## Short exercise
Extract, verbatim, all lines starting at the one containing "Practice step: indicate the kangaroo eye" and ending with the final line of the listing, and no others.

Object location annotation data:
-*-*-

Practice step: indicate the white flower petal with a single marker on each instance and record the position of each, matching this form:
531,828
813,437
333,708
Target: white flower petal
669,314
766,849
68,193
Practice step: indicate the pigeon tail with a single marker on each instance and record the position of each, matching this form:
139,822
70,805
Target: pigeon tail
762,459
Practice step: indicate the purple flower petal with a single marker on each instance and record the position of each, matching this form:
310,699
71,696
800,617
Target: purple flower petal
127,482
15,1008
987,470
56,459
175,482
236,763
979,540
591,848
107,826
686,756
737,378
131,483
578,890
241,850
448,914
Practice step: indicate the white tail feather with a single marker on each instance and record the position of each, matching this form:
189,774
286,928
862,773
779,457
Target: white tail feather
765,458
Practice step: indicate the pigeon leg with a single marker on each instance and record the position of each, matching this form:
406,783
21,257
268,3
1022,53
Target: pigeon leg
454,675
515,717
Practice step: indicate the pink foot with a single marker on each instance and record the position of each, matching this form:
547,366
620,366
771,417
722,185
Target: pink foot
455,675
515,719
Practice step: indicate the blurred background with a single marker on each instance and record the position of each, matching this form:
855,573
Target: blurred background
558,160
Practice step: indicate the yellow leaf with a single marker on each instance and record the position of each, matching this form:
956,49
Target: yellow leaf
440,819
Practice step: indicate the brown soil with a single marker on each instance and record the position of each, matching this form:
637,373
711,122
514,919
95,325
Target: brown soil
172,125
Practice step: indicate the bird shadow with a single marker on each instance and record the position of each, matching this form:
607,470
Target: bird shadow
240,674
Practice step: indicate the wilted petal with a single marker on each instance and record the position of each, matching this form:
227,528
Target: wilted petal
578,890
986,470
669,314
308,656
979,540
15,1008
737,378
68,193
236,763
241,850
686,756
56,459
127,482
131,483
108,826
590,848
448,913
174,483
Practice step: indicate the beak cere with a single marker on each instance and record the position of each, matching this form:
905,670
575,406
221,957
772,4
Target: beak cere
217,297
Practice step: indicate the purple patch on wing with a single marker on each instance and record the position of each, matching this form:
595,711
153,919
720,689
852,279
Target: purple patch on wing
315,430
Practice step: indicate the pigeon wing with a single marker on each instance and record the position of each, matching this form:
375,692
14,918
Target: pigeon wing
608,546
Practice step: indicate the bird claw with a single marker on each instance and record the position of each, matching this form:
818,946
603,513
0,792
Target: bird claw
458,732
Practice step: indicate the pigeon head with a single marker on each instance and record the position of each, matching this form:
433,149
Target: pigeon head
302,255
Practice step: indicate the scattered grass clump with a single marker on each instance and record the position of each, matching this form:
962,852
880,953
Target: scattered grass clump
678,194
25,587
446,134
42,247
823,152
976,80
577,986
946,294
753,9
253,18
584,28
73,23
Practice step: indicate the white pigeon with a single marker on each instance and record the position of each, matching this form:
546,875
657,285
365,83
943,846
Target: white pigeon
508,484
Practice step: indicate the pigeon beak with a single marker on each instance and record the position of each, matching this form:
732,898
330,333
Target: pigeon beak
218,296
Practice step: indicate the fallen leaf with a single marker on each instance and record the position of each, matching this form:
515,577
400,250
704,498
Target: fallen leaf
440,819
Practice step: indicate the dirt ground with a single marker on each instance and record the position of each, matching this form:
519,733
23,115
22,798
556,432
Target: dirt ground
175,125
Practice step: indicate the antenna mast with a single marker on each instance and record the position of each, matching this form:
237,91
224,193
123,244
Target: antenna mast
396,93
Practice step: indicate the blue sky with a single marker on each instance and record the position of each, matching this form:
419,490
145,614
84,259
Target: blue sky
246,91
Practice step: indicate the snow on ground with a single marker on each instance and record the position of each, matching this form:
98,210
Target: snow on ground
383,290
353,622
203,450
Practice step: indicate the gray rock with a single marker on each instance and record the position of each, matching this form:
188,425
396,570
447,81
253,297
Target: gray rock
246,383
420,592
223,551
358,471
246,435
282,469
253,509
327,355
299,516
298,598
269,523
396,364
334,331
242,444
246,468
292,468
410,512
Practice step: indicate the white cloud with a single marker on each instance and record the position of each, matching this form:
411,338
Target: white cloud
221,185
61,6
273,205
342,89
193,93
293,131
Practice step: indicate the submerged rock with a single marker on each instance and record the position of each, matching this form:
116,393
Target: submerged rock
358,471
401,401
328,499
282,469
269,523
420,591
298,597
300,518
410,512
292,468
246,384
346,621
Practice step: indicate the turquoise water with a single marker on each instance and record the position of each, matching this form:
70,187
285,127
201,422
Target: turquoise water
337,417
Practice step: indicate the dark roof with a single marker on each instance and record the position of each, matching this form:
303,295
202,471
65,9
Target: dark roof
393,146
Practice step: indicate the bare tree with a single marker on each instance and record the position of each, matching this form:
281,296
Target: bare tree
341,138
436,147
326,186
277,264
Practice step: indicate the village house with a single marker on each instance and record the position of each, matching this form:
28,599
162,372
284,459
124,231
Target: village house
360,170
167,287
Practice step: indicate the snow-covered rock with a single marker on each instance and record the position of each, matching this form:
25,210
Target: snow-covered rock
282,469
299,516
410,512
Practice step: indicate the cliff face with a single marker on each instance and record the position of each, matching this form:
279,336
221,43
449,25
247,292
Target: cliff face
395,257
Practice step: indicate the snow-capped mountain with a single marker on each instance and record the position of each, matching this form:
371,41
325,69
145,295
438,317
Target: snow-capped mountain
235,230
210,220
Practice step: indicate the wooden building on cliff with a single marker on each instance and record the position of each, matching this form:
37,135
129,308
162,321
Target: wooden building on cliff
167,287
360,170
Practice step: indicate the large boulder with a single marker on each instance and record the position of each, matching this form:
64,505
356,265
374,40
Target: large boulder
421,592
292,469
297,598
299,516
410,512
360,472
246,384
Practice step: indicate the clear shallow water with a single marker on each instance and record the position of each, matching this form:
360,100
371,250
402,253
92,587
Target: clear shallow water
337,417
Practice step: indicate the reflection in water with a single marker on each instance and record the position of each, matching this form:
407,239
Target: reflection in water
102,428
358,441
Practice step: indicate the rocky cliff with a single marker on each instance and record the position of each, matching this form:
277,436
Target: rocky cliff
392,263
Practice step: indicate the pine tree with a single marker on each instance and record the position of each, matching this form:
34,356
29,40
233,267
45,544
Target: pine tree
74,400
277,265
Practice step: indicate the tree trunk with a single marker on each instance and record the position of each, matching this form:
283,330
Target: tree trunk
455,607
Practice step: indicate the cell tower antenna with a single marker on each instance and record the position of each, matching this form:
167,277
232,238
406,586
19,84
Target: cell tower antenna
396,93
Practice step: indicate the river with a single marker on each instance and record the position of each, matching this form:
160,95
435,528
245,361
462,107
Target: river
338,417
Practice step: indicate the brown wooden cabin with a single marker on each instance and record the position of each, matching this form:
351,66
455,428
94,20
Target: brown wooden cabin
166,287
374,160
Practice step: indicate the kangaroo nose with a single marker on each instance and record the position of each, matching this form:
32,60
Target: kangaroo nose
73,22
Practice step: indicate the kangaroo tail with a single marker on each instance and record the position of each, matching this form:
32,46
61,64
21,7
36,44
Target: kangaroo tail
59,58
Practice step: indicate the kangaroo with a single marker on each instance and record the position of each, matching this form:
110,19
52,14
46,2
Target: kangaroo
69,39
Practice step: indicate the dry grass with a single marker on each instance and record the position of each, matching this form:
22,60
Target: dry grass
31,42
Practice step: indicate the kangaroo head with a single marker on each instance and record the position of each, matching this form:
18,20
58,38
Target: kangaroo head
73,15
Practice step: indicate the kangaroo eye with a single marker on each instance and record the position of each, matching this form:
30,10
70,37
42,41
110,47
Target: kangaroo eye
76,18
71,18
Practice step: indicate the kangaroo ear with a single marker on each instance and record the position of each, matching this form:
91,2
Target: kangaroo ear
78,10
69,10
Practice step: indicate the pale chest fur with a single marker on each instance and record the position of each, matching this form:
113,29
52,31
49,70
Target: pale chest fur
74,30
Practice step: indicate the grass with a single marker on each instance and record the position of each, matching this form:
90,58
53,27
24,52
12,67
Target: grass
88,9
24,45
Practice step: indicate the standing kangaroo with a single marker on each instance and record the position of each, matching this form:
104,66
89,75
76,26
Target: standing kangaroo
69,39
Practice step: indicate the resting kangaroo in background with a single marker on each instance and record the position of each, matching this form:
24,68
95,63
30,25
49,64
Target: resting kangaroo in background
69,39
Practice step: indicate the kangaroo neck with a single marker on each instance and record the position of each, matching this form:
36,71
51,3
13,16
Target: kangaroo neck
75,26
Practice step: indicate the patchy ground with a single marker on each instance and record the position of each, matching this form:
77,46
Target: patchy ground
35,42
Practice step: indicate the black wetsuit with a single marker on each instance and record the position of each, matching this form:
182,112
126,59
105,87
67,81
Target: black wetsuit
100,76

-*-*-

## Written response
Practice step: indicate the kangaroo eye with a single marker on each instance and record the position of each, matching this form:
30,10
70,37
42,41
110,47
Target: kangaroo eye
76,18
71,18
Practice step: indicate the kangaroo ear with a single marker on each instance and record the position of each, matching this form:
91,2
Target: kangaroo ear
78,10
69,10
Practice step: indicate the pale chest fur with a single marker on each instance and record the position of each, matching this form:
113,29
52,31
49,70
Target: pale chest fur
74,30
Practice step: indicate the grass with a single marker on each instance and record the position of each, matching this form:
90,58
53,27
24,52
12,67
Target: grass
88,9
24,45
Practice step: indicate the standing kangaroo with a single marker on each instance and record the position of each, matching this form:
104,66
89,75
76,26
Target: standing kangaroo
69,39
Practice step: indicate the resting kangaroo in background with a single marker on each instance and record the position of each, matching this form:
24,68
95,63
30,25
49,64
Target: resting kangaroo in background
69,39
Practice step: indicate the kangaroo neck with a single marker on each instance and record the position of each, matching this form:
36,71
51,3
13,16
Target: kangaroo neck
75,26
Practice step: indicate the patchy ground with a single marker on each instance and record the position of each, matching this form:
77,46
Target: patchy ground
35,42
Practice step: indicate the black wetsuit with a single marker on each instance and record the position of each, matching this form:
182,112
126,59
105,87
67,81
Target: black wetsuit
100,76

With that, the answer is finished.